======== Material ========

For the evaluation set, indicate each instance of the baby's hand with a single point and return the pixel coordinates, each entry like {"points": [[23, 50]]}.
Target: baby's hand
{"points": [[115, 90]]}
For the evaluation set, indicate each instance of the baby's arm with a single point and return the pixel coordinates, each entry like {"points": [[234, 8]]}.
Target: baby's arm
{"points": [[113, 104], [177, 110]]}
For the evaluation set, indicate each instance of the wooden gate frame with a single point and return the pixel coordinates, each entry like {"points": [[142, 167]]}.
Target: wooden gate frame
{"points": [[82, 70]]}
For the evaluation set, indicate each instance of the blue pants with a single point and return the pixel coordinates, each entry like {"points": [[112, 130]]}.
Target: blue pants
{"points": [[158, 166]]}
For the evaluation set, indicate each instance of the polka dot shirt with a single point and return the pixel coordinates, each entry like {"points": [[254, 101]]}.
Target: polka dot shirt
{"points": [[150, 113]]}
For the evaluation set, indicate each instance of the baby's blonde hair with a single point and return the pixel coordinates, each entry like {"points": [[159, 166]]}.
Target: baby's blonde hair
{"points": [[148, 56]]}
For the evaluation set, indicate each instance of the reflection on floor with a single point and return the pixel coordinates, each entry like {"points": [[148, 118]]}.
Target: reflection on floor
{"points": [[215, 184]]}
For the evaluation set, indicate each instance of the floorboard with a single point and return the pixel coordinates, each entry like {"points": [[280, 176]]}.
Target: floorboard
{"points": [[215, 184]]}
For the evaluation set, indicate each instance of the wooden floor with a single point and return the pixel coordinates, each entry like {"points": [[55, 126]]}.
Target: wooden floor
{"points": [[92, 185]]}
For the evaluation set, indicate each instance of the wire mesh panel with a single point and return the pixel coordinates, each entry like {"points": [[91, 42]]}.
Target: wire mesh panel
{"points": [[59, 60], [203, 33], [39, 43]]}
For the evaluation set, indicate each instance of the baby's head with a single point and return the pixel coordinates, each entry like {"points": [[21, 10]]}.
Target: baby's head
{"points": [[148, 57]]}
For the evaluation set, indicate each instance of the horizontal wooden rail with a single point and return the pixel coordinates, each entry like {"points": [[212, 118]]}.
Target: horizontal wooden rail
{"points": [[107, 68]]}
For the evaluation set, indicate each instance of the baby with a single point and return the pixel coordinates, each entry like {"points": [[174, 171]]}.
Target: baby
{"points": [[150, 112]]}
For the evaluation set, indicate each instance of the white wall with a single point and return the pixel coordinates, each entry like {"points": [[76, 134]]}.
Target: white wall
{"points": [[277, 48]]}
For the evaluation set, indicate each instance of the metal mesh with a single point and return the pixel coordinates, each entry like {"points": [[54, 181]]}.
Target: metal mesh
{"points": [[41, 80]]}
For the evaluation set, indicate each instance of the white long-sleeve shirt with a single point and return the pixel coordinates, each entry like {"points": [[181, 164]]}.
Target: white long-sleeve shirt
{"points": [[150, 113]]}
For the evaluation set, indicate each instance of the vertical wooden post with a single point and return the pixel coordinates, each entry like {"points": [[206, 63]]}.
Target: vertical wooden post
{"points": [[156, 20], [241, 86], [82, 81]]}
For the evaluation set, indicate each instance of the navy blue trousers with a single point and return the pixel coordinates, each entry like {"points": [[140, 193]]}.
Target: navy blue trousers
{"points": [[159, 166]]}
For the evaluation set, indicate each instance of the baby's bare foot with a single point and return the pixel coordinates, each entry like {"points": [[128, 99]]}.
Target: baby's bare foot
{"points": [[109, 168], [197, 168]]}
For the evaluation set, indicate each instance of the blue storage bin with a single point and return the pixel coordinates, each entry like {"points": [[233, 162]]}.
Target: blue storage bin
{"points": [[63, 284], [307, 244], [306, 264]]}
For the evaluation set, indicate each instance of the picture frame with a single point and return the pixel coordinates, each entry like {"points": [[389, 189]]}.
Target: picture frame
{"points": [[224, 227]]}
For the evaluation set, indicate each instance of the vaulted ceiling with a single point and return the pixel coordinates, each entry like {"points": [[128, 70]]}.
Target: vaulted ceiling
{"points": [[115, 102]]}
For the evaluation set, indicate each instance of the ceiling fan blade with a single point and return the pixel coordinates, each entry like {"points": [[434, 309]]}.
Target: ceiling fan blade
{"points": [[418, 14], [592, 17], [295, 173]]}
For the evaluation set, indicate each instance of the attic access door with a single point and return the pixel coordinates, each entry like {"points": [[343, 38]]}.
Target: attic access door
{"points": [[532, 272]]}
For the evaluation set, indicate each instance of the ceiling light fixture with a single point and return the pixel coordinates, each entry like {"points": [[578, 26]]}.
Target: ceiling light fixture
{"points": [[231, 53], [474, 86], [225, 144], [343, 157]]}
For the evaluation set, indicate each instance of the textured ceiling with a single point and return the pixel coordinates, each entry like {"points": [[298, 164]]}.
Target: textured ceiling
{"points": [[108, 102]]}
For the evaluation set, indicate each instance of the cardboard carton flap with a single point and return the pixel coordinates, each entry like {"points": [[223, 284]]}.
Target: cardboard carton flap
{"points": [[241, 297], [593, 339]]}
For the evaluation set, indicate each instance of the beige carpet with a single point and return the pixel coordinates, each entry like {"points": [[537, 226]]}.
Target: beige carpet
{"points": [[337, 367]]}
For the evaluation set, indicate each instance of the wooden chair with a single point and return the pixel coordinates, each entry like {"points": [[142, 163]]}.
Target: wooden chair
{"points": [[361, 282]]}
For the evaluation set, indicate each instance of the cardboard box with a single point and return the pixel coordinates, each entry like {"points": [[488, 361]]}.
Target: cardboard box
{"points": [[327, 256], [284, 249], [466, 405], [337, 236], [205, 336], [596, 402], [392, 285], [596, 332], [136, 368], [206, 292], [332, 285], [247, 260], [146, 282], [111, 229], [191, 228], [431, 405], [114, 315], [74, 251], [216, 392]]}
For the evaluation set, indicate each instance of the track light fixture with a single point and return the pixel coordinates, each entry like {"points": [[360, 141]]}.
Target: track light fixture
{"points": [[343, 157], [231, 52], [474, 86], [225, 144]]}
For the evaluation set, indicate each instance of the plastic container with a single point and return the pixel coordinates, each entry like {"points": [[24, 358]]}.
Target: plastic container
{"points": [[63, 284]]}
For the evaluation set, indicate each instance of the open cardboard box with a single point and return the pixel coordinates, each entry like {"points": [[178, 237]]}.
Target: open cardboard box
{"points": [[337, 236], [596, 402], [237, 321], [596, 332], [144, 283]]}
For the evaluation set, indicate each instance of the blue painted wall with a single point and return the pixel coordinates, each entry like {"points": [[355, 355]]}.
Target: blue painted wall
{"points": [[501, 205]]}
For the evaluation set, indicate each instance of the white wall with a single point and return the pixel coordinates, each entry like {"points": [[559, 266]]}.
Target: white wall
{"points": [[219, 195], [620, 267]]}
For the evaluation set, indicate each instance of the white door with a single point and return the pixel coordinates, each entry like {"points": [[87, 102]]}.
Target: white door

========

Work to be completed: All of the data needs to be reproduced exactly, with no line missing.

Exercise answer:
For the evaluation set, indicate each instance of the baby's hand with a single point and return the pixel coordinates, each entry like {"points": [[23, 50]]}.
Target: baby's hand
{"points": [[115, 90]]}
For the evaluation set, indicate each instance of the baby's arm with a single point and return the pixel coordinates, each entry like {"points": [[234, 8]]}.
Target: baby's arm
{"points": [[113, 104], [177, 110]]}
For the evaluation set, indicate each instance of the wooden gate frame with a single point and return the pixel coordinates, each entry like {"points": [[142, 167]]}.
Target: wooden gate frame
{"points": [[82, 70]]}
For the evaluation set, indicate each instance of the blue pants with a single point and return the pixel coordinates, each entry like {"points": [[112, 130]]}.
Target: blue pants
{"points": [[158, 166]]}
For the evaluation set, indicate each instance of the polka dot shirt with a single point and return the pixel coordinates, each entry like {"points": [[254, 101]]}.
Target: polka dot shirt
{"points": [[150, 113]]}
For the evaluation set, indicate each instance of the baby's blonde hair with a single point and return the pixel coordinates, each entry like {"points": [[159, 166]]}.
Target: baby's blonde hair
{"points": [[148, 56]]}
For the evaluation set, indicate each instance of the reflection on floor with a single point and return the pixel coordinates, each entry like {"points": [[148, 118]]}.
Target: reflection on floor
{"points": [[215, 184]]}
For the evaluation set, indicate each instance of the floorboard with a single point and return the pixel coordinates, each entry like {"points": [[280, 176]]}.
Target: floorboard
{"points": [[215, 184]]}
For the evaluation set, indicate each instance of the wooden floor with a single point and return the pixel coordinates, each entry like {"points": [[55, 126]]}.
Target: wooden floor
{"points": [[92, 185]]}
For the evaluation set, indicate each instance of the wire mesh panel with a single point and return the pixel coordinates, each entry like {"points": [[91, 42]]}.
Target: wire mesh panel
{"points": [[59, 60], [203, 33], [39, 43]]}
For the evaluation set, indicate each instance of the baby's head with a single point and return the pixel coordinates, each entry like {"points": [[21, 10]]}.
Target: baby's head
{"points": [[148, 57]]}
For the evaluation set, indicate each instance of the horizontal wooden rail with a single point and return the pixel coordinates, each entry like {"points": [[212, 118]]}.
Target: horizontal wooden rail
{"points": [[107, 68]]}
For the evaluation set, indicate each instance of the baby with a single point and return the pixel coordinates, each entry like {"points": [[174, 171]]}.
Target: baby
{"points": [[150, 112]]}
For the evaluation set, indicate each instance of the white wall with a single point and return the pixel coordinates, each entry like {"points": [[76, 134]]}.
Target: white wall
{"points": [[277, 48]]}
For the evaluation set, indicate each instance of the metal mesh with a single point and return the pixel coordinates, each entry like {"points": [[54, 181]]}.
Target: metal mesh
{"points": [[41, 80]]}
For the evaluation set, indicate each instance of the white long-sleeve shirt with a single point and return the pixel coordinates, each entry like {"points": [[181, 164]]}.
Target: white long-sleeve shirt
{"points": [[150, 113]]}
For the evaluation set, indicate each instance of the vertical wooden post with a single point and return the pixel coordinates, each entry like {"points": [[206, 63]]}.
Target: vertical wooden post
{"points": [[156, 20], [241, 86], [82, 81]]}
For the evaluation set, indicate each instance of the navy blue trousers with a single point and return the pixel coordinates, each entry like {"points": [[140, 193]]}.
Target: navy blue trousers
{"points": [[159, 166]]}
For the evaluation set, indicate each instance of the baby's bare foot with a single point and return the pixel coordinates, each entry like {"points": [[128, 99]]}.
Target: baby's bare foot
{"points": [[109, 168], [197, 168]]}
For the evaluation set, indicate each instance of the blue storage bin with a single point and return the pixel coordinates, each entry like {"points": [[233, 162]]}.
Target: blue storage bin
{"points": [[63, 284], [307, 244], [306, 264]]}
For the evaluation set, indicate each instance of the picture frame with a single point and return the pixel coordinates, each entry like {"points": [[389, 189]]}.
Target: picture frame
{"points": [[224, 227]]}
For the evaluation set, indicate each instance of the vaulted ceiling with a single point and return the pixel coordinates, each entry like {"points": [[128, 70]]}.
Target: vaulted ceiling
{"points": [[115, 102]]}
For the evaluation set, indicate each instance of the ceiling fan blade with a single point and return the pixel coordinates, each entry like {"points": [[434, 309]]}.
Target: ceiling fan blade
{"points": [[418, 14], [592, 17], [295, 173]]}
For the evaluation set, indicate each instance of the attic access door with a single point and return the pixel coordinates, each entry like {"points": [[343, 38]]}.
Target: attic access door
{"points": [[532, 272]]}
For the evaluation set, indicate each instance of the ceiling light fixture with a single point and return the pixel coordinates, each entry like {"points": [[578, 26]]}.
Target: ceiling light fixture
{"points": [[231, 53], [474, 86], [225, 144], [343, 157]]}
For the evaluation set, indicate each instance of the textured ceiling with a single point and return the pixel coordinates, each entry like {"points": [[298, 164]]}.
Target: textured ceiling
{"points": [[108, 102]]}
For the evaluation set, indicate each instance of the cardboard carton flap with a single point and return the pixel coordinates, each entry like {"points": [[223, 284]]}.
Target: cardboard carton flap
{"points": [[241, 297], [593, 339]]}
For the evaluation set, indicate each instance of the beige carpet with a single point and return the pixel coordinates, each entry like {"points": [[537, 226]]}.
Target: beige carpet
{"points": [[337, 367]]}
For the evaluation set, indicate each instance of the wooden chair with a single point and return the pixel coordinates, each entry like {"points": [[142, 163]]}.
Target: wooden chair
{"points": [[361, 282]]}
For the evaluation set, indicate each instance of the cardboard box with a single point and return the pixel coordinates, each entry like {"points": [[488, 361]]}.
Target: cardboard box
{"points": [[327, 256], [284, 249], [466, 405], [337, 236], [205, 336], [596, 402], [392, 285], [596, 332], [136, 368], [206, 292], [332, 285], [247, 260], [146, 282], [111, 229], [191, 228], [431, 405], [114, 315], [74, 251], [216, 392]]}
For the evaluation set, indicate each instance of the track light fixture with a single point and return the pixel coordinates, each entry like {"points": [[360, 141]]}.
Target: track light fixture
{"points": [[343, 157], [231, 52], [474, 86], [225, 144]]}
For the evaluation set, indicate each instance of the plastic container with a single point and return the pixel coordinates, each entry like {"points": [[24, 358]]}.
Target: plastic container
{"points": [[63, 284]]}
For the evaluation set, indicate each instance of the open cardboard box with a single point and return the pixel coordinates, each entry like {"points": [[178, 237]]}.
Target: open cardboard box
{"points": [[337, 236], [596, 402], [237, 321], [596, 332], [144, 283]]}
For the evaluation set, indicate each instance of the blue painted wall with a single point and return the pixel coordinates, each entry like {"points": [[355, 355]]}.
Target: blue painted wall
{"points": [[501, 205]]}
For the evaluation set, indicate each instance of the white wall with a single point and return the pixel coordinates, each entry like {"points": [[559, 266]]}.
Target: white wall
{"points": [[219, 195], [620, 267]]}
For the evaluation set, indicate each instance of the white door with a single point and return the pixel coordinates, each entry like {"points": [[87, 102]]}.
Target: white door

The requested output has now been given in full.